Given problem: Rewrite the lines of the entries below as a JSON list of strings, one string per line and no blank lines. Include everything from the line containing "white wall panel" down to the end of the entries, and nothing else.

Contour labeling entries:
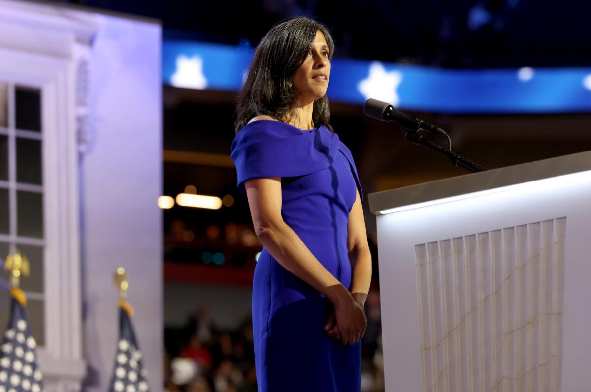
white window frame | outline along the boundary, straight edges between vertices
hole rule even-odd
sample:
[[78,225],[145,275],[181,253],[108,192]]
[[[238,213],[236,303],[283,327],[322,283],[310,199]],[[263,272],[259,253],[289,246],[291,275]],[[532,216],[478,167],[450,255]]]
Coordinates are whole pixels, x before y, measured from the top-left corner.
[[[41,90],[44,215],[44,239],[11,233],[0,240],[14,244],[18,239],[20,243],[44,247],[45,344],[39,347],[39,364],[47,390],[74,391],[80,390],[86,371],[79,187],[79,141],[85,135],[79,126],[87,103],[76,87],[79,78],[86,76],[80,75],[79,66],[87,56],[98,24],[79,14],[59,14],[54,8],[0,0],[0,80],[9,84],[13,99],[15,84]],[[15,124],[14,99],[9,102],[9,127]],[[15,203],[11,202],[10,208]]]

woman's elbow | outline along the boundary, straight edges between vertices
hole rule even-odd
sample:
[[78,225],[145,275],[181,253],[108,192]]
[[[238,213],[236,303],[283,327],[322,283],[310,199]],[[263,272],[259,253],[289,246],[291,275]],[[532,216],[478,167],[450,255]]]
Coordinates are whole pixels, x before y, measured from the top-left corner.
[[270,220],[260,221],[254,224],[255,234],[259,241],[265,244],[265,242],[272,241],[276,237],[280,223]]

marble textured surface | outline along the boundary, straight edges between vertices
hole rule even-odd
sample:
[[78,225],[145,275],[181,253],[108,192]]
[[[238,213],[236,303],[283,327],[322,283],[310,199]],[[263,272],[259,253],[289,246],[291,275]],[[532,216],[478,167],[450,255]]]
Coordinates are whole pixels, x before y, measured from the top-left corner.
[[566,218],[415,247],[423,390],[561,389]]

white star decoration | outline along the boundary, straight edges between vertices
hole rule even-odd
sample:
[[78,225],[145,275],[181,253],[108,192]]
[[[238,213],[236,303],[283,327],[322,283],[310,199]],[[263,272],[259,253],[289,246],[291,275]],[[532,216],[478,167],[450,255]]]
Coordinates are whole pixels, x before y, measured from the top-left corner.
[[177,69],[170,77],[170,83],[177,87],[203,90],[207,87],[203,74],[203,59],[198,55],[187,57],[181,54],[177,57]]
[[587,75],[587,76],[583,78],[583,86],[589,91],[591,91],[591,74]]
[[147,392],[149,390],[148,383],[144,380],[145,370],[141,367],[138,361],[141,358],[141,352],[137,349],[129,341],[122,339],[117,344],[116,355],[116,366],[113,388],[120,392]]
[[357,89],[365,99],[374,98],[395,106],[400,102],[397,90],[402,80],[401,73],[388,72],[381,63],[374,61],[369,65],[369,74],[359,81]]

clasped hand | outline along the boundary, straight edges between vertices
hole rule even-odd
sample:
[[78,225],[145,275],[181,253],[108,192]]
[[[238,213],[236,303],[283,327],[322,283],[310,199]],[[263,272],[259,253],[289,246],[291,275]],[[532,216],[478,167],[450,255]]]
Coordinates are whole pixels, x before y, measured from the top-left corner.
[[324,323],[326,334],[343,344],[355,344],[363,337],[368,319],[362,294],[353,293],[350,301],[333,306]]

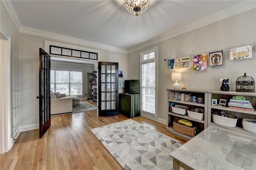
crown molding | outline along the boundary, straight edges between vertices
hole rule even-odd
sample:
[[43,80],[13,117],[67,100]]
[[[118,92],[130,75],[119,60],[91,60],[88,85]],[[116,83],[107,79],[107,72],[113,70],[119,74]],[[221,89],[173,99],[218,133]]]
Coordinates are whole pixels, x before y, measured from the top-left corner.
[[122,53],[127,53],[127,50],[122,48],[118,48],[105,44],[97,43],[92,42],[74,38],[68,36],[64,36],[58,34],[42,31],[34,28],[22,26],[20,32],[22,33],[38,36],[51,39],[54,39],[59,41],[68,42],[69,43],[74,43],[100,49],[106,49]]
[[246,1],[131,48],[128,53],[255,8],[256,1]]
[[13,8],[12,4],[10,0],[1,0],[4,8],[6,9],[8,14],[10,15],[11,18],[12,20],[12,21],[14,23],[14,24],[18,28],[18,30],[20,31],[20,28],[22,27],[21,23],[19,19],[19,18],[16,14],[16,12],[14,10],[14,8]]

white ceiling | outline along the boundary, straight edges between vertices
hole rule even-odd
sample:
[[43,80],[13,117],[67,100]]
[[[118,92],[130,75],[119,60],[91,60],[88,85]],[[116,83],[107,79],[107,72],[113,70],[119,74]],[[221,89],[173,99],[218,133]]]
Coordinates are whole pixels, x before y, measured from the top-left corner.
[[22,27],[129,50],[244,1],[151,0],[138,16],[127,12],[123,0],[11,2]]

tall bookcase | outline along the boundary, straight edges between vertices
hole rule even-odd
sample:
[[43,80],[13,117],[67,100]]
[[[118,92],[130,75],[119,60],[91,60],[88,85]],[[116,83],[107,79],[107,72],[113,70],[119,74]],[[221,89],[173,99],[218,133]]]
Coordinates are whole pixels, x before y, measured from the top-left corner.
[[97,101],[97,71],[88,72],[88,99],[92,101]]

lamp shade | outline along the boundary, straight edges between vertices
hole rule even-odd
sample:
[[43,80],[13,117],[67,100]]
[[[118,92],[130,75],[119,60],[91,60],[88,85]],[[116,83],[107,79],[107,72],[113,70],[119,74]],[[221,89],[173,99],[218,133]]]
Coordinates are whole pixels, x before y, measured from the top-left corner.
[[181,73],[172,73],[172,80],[180,81],[181,80]]

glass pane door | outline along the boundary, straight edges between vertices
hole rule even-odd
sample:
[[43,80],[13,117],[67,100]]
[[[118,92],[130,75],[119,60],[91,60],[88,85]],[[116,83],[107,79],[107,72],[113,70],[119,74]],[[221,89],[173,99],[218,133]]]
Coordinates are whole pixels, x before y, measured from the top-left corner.
[[118,63],[99,62],[99,116],[118,114]]

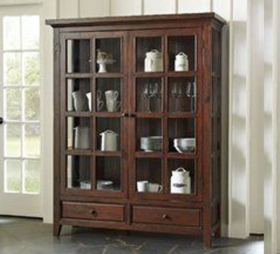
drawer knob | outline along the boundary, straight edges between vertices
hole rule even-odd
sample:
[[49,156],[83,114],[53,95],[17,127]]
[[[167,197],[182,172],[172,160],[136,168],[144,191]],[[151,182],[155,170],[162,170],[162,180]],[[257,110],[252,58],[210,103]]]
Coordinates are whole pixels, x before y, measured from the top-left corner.
[[164,213],[162,216],[162,219],[164,220],[169,220],[170,218],[166,213]]
[[97,215],[97,213],[95,210],[91,210],[90,211],[90,213],[92,215],[94,215],[95,216]]

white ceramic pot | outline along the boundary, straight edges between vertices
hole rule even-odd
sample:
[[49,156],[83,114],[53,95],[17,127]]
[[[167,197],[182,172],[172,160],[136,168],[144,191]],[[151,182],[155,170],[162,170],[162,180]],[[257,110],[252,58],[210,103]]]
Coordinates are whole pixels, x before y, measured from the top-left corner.
[[188,56],[181,52],[176,57],[174,66],[175,71],[187,71],[189,70],[189,61]]
[[190,194],[191,179],[190,172],[179,167],[172,171],[171,179],[171,193]]
[[146,53],[144,63],[145,72],[162,71],[162,57],[161,52],[153,49]]
[[110,130],[107,130],[99,134],[101,136],[101,151],[117,150],[118,134]]

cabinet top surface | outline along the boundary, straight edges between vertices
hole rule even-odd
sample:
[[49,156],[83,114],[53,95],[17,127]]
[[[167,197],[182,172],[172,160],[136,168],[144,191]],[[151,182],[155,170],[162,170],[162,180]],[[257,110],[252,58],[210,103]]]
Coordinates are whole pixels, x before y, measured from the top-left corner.
[[45,23],[53,27],[102,26],[117,24],[128,25],[147,23],[149,22],[170,22],[178,21],[195,21],[202,20],[205,21],[216,21],[223,25],[226,21],[214,12],[201,13],[189,13],[176,14],[143,15],[138,16],[124,16],[99,18],[86,18],[65,19],[50,19]]

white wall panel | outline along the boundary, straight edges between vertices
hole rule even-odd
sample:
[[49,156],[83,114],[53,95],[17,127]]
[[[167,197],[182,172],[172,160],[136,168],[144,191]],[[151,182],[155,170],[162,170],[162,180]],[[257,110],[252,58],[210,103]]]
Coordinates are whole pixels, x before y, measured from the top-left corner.
[[211,0],[178,0],[178,13],[210,11]]
[[175,0],[143,0],[145,14],[174,14],[176,12]]
[[58,0],[59,3],[59,18],[66,18],[79,16],[78,0]]
[[213,11],[227,21],[230,18],[230,0],[212,0]]
[[81,18],[110,15],[110,0],[80,0],[79,1]]
[[141,15],[142,0],[111,0],[111,15]]

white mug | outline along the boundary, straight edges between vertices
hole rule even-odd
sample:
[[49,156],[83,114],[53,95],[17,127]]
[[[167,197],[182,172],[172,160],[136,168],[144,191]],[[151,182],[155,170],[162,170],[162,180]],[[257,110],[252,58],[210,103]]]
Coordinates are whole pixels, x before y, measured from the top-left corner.
[[161,192],[163,189],[162,185],[156,183],[149,183],[149,191],[150,192]]
[[72,93],[74,109],[76,111],[88,111],[88,99],[83,91],[78,90]]
[[108,112],[115,112],[119,108],[120,104],[117,100],[107,100],[106,105]]
[[144,192],[148,190],[149,182],[146,180],[137,181],[137,191],[139,192]]
[[105,91],[106,100],[116,100],[119,97],[119,92],[116,90],[108,90]]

Answer to this problem:
[
  "white wall panel | outline along the boundary, straight edges between vertices",
  "hole rule even-odd",
  "sample:",
  "[[49,156],[83,114],[53,95],[17,127]]",
  "[[[167,197],[182,172],[172,160],[136,168],[144,191]],[[151,182],[155,170],[162,170],[162,180]],[[257,110],[252,58],[210,103]]]",
  "Coordinates are whole pixels, x before y, measured from the top-left corner.",
  "[[211,0],[178,0],[178,13],[210,11]]",
  "[[175,0],[143,0],[145,14],[174,14],[176,12]]",
  "[[58,0],[59,3],[59,18],[66,18],[79,16],[78,0]]",
  "[[213,11],[227,21],[230,18],[230,0],[212,0]]",
  "[[81,18],[110,15],[110,0],[80,0],[79,1]]",
  "[[141,15],[142,0],[111,0],[111,15]]",
  "white mug | outline along the boundary, straight edges between vertices",
  "hole rule even-odd",
  "sample:",
  "[[49,156],[83,114],[53,95],[17,127]]",
  "[[[167,197],[182,172],[172,160],[136,168],[144,191]],[[151,182],[155,170],[162,170],[162,180]],[[257,110],[252,58],[210,103]]]",
  "Coordinates are whole pixels, x before y, measured from the top-left corner.",
  "[[161,192],[163,189],[162,185],[156,183],[149,183],[149,191],[150,192]]",
  "[[72,93],[74,109],[76,111],[88,111],[88,99],[83,91],[78,90]]",
  "[[108,112],[115,112],[119,108],[120,104],[117,100],[107,100],[106,105]]",
  "[[144,192],[148,190],[149,182],[146,180],[137,181],[137,191],[139,192]]",
  "[[105,91],[106,100],[116,100],[119,97],[119,92],[116,90],[108,90]]"
]